La partition de Miarka consiste moins, on le sait, dans un drame ou dans une action musicale, que dans un certain nombre de chansons préexistantes et que le drame eut pour raison, ou pour prétexte unique, de réunir et d’encadrer. Comme il arrive qu’on fasse d’un roman une pièce, on a fait cette partition de quelques romances, ou plutôt autour d’elles. Elles n’y ont ni perdu, ni gagné. Leur mérite reste le même et ce mérite est moyen. Le lyrisme de M. Alexandre Georges appartient au genre tempéré, souvent plus bourgeois que bohème. Musique de salon plutôt que de grand’route, il semble que cette musique préfère la correction et la tenue au caprice, à la fantaisie et à la liberté.

La liberté ! Si vous y ajoutez le mystère et l’amour de la nature, vous aurez, en peu de mots, résumé l’éthos du génie et de l’art bohémien. Liszt, en son livre fameux, a défilé la musique de l’exprimer. Quelquefois pourtant elle l’a su rendre. Avant tout autre exemple, une chanson de Liszt lui-même, Die drei Zigeuner, en témoignerait. Le texte, du poète Lenau, dit ceci : « Je rencontrai un jour trois Bohémiens couchés au bord d’une haie, alors qu’avec une peine extrême, mon chariot traçait son ornière à travers une plaine sablonneuse.

ENREGISTREMENTS:
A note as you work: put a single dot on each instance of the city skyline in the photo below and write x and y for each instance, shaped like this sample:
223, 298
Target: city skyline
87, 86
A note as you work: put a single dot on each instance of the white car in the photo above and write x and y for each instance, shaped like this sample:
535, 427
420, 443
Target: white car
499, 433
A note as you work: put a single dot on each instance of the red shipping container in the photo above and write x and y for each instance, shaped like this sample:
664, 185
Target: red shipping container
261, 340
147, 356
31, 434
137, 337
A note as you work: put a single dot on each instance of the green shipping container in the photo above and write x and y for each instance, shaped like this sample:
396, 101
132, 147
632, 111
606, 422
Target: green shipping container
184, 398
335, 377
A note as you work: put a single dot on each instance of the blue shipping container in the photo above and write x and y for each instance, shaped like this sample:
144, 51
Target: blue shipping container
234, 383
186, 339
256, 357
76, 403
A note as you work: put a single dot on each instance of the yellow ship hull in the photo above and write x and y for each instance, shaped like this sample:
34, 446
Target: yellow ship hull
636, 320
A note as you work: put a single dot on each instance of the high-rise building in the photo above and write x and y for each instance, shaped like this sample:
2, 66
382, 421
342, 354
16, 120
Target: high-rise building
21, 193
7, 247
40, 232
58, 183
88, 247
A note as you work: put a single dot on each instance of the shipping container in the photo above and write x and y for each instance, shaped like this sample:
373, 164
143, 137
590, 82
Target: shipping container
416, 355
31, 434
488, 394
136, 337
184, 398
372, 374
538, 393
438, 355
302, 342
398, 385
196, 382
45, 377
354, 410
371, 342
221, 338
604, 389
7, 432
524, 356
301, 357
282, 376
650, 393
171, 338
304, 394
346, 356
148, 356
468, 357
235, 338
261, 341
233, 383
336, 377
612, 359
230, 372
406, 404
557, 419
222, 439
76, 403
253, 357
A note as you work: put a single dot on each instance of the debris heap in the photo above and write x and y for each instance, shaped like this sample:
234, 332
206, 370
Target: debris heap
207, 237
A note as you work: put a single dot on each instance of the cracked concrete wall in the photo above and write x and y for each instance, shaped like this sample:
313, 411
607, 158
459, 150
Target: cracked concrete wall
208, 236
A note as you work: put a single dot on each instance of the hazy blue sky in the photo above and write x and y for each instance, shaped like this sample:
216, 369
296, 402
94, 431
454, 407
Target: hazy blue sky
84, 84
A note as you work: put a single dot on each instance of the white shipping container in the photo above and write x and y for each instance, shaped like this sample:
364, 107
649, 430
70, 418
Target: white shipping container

OBJECTIFS:
[1] Traduisez en anglais cette phrase du texte sur Miarka : « Le lyrisme de M. Alexandre Georges appartient au genre tempéré, souvent plus bourgeois que bohème. »
[2] Rédigez la suite du texte sur Miarka à partir de sa dernière phrase.
Les enregistrements forment un matériau distinct du texte sur Miarka.

RÉPONSES PAR CONSIGNE:
[1] Mr. Alexandre Georges's lyricism belongs to the temperate genre, often more bourgeois than bohemian.

[2]
« L’un d’eux tenait dans sa main un violon, sur lequel il se jouait à lui-même un air flamboyant, entouré de la pourpre auréole du couchant.

« L’autre tenait nonchalamment une pipe dans sa bouche et ses yeux suivaient les contours de la fumée ; insouciant, comme si le globe entier n’avait plus rien à ajouter à son bonheur.

« Le troisième dormait profondément ; sa cymbale pendait aux branches, sur les cordes passaient les souffles du vent, sur son cœur flottait un rêve.